SET TASK: The entries below should be output exactly as written.
----------------
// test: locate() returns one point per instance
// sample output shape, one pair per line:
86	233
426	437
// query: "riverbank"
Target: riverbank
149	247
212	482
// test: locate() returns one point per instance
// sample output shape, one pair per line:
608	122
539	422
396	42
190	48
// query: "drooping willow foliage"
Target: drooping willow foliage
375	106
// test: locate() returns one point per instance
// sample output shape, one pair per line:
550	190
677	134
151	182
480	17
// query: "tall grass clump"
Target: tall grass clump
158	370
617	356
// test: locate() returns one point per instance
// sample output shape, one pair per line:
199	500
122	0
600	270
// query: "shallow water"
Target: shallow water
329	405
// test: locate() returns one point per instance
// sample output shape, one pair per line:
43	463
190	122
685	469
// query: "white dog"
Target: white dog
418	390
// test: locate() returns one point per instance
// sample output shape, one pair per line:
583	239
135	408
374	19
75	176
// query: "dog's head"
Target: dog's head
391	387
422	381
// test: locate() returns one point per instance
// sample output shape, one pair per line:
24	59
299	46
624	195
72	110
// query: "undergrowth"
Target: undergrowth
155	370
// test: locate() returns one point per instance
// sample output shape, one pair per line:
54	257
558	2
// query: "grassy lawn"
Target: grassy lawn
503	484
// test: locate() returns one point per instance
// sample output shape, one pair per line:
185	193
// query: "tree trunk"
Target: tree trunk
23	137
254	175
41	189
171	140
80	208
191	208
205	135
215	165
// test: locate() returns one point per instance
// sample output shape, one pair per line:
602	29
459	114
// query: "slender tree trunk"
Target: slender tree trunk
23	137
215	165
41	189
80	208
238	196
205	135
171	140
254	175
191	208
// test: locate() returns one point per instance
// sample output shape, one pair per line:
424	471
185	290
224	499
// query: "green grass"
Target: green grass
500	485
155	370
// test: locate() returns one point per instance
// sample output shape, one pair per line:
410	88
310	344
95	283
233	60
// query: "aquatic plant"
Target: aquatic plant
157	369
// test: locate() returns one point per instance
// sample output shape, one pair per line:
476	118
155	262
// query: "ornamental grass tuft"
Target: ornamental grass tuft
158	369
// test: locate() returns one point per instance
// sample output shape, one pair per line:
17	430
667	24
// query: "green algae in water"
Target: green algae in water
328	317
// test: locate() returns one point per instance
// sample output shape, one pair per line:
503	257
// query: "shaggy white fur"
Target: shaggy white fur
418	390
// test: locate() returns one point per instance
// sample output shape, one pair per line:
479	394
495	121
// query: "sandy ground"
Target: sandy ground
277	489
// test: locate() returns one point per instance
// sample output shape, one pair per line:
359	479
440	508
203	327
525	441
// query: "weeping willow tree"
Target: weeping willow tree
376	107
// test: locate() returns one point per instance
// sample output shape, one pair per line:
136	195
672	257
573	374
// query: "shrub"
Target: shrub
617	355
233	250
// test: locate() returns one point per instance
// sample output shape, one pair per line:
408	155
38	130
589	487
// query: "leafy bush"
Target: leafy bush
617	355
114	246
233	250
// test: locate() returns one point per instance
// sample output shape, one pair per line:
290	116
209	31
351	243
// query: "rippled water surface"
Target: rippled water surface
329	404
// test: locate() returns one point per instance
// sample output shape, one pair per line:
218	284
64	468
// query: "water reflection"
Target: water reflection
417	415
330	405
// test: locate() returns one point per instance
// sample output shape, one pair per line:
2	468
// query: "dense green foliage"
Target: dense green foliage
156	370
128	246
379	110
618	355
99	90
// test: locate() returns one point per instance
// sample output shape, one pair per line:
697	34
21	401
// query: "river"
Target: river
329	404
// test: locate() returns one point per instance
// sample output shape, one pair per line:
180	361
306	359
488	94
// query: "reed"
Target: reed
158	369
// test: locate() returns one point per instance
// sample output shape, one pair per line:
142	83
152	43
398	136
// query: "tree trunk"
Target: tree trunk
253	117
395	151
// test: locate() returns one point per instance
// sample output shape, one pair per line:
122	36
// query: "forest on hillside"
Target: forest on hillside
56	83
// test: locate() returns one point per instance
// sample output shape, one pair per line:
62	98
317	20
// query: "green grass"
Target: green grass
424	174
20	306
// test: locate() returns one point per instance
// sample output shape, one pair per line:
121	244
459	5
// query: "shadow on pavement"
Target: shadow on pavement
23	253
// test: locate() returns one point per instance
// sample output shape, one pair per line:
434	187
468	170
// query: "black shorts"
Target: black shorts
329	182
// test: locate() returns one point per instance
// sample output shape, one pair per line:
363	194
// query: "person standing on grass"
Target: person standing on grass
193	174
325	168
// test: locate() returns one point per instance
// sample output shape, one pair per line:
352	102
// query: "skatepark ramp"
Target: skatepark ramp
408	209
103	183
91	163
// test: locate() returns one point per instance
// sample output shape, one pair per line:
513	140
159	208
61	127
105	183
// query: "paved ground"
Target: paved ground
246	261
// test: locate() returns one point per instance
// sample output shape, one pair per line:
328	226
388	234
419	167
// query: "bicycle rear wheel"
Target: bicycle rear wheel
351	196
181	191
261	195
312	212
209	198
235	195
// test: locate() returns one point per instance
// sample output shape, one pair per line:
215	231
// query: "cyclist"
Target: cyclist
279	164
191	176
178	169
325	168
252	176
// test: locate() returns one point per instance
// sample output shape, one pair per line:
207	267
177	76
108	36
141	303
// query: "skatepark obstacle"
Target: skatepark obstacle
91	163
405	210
----------------
RESULT OF THE TASK:
// test: locate() returns one point per instance
// sample output shape, one pair per line:
86	233
426	437
// query: "riverbank"
Target: riverbank
149	247
212	482
// test: locate() returns one point per instance
// sample output shape, one pair per line:
608	122
539	422
396	42
190	48
// query: "drooping willow foliage"
Target: drooping willow foliage
375	106
// test: locate() returns one point per instance
// sample output shape, one pair per line:
550	190
677	134
151	182
480	17
// query: "tall grass clump"
Target: tall grass clump
158	370
617	356
// test: locate() returns one point per instance
// sample output shape, one pair per line:
199	500
122	0
600	270
// query: "shallow water"
Target: shallow water
329	405
// test: locate() returns one point per instance
// sample output shape, one pair per line:
43	463
190	122
685	469
// query: "white dog"
Target: white dog
418	390
// test: locate() returns one point per instance
// sample output shape, one pair per line:
583	239
135	408
374	19
75	176
// query: "dog's head"
Target: dog's head
391	387
422	381
// test: locate() returns one point per instance
// sample output shape, one pair per line:
24	59
299	46
624	195
72	110
// query: "undergrowth"
Target: undergrowth
155	370
// test: locate() returns one point per instance
// sample output shape, one pair per line:
54	257
558	2
// query: "grassy lawn"
Target: grassy lawn
503	484
// test: locate() returns one point per instance
// sample output shape, one pair per line:
185	193
// query: "tree trunk"
Target: tree trunk
23	137
254	175
41	189
171	140
80	208
191	208
205	135
215	165
// test: locate() returns one point per instance
// sample output shape, one pair per line:
602	29
459	114
// query: "slender tree trunk"
Target: slender tree trunk
23	137
215	165
41	189
80	208
238	196
205	135
171	140
254	175
191	208
// test: locate() returns one point per instance
// sample output shape, one pair per line:
424	471
185	290
224	499
// query: "green grass"
Target: green grass
500	485
155	370
// test: locate() returns one point per instance
// sample output shape, one pair per line:
410	88
310	344
95	283
233	60
// query: "aquatic plant"
Target: aquatic plant
157	369
// test: locate() returns one point per instance
// sample output shape, one pair per line:
476	118
155	262
// query: "ornamental grass tuft"
Target: ornamental grass tuft
158	369
// test: locate() returns one point per instance
// sample output shape, one pair per line:
17	430
667	24
// query: "green algae in water"
Target: green algae in water
328	317
// test: locate() returns one point per instance
// sample output shape, one pair per line:
503	257
// query: "shaggy white fur"
Target: shaggy white fur
418	390
// test: locate() returns one point per instance
// sample output shape, one pair per line:
479	394
495	121
// query: "sandy ground"
Target: sandy ground
277	489
// test: locate() returns one point per instance
// sample output shape, one pair per line:
359	479
440	508
203	327
525	441
// query: "weeping willow tree"
Target: weeping willow tree
376	107
// test: locate() returns one point per instance
// sample output shape, one pair per line:
136	195
672	257
573	374
// query: "shrub"
Target: shrub
617	355
233	250
// test: locate() returns one point per instance
// sample output shape, one pair per line:
408	155
38	130
589	487
// query: "leafy bush"
Target: leafy bush
617	355
114	246
233	250
// test: locate() returns one point per instance
// sample output shape, one pair per line:
290	116
209	31
351	243
// query: "rippled water surface"
Target: rippled water surface
329	404
// test: locate() returns one point per instance
// sample output shape, one pair per line:
218	284
64	468
// query: "water reflection"
Target: water reflection
417	415
330	405
// test: locate() returns one point per instance
// sample output shape, one pair per line:
2	468
// query: "dense green foliage"
Target: dense green foliage
156	370
128	246
379	110
618	355
99	90
// test: locate() returns one point per instance
// sample output shape, one pair per line:
697	34
21	401
// query: "river"
Target: river
329	404
// test: locate() returns one point per instance
// sample output shape, one pair per line:
180	361
306	359
488	94
// query: "reed"
Target: reed
158	369
// test: locate() returns one point per instance
// sample output shape, one pair per line:
142	83
152	43
398	136
// query: "tree trunk"
Target: tree trunk
253	117
395	151
// test: locate() returns one point per instance
// sample output shape, one pair per line:
122	36
// query: "forest on hillside"
Target: forest on hillside
56	83
// test: locate() returns one point per instance
// sample output shape, one pair per line:
62	98
317	20
// query: "green grass"
Target: green grass
424	174
20	306
// test: locate() returns one point per instance
// sample output shape, one pair per line:
121	244
459	5
// query: "shadow on pavement"
Target: shadow on pavement
23	253
// test: locate() returns one point per instance
// sample output shape, one pair per line:
434	187
468	170
// query: "black shorts"
Target: black shorts
329	182
// test: locate() returns one point per instance
// sample output shape, one pair per line:
363	194
// query: "person standing on grass"
Target: person standing on grass
193	174
325	168
// test: locate() returns one point per instance
// sample output shape, one pair per line:
352	102
// query: "skatepark ramp"
Target: skatepark ramp
408	209
103	183
91	163
// test: locate() returns one point per instance
// sample output shape, one pair per line:
513	140
159	208
61	127
105	183
// query: "paved ground"
Target: paved ground
246	261
// test: locate() returns one point per instance
// sample output shape, one pair per line:
328	226
388	234
419	167
// query: "bicycle rear wheel"
Target: bicycle rear wheel
351	196
181	191
261	195
312	212
209	198
235	195
// test: locate() returns one point per instance
// sample output shape, one pair per line:
215	231
// query: "cyclist"
Target: cyclist
279	164
191	176
178	169
325	168
252	176
// test: locate() returns one point per instance
// sample output shape, one pair per line:
207	267
177	76
108	36
141	303
// query: "skatepark obstacle"
Target: skatepark obstacle
91	163
405	210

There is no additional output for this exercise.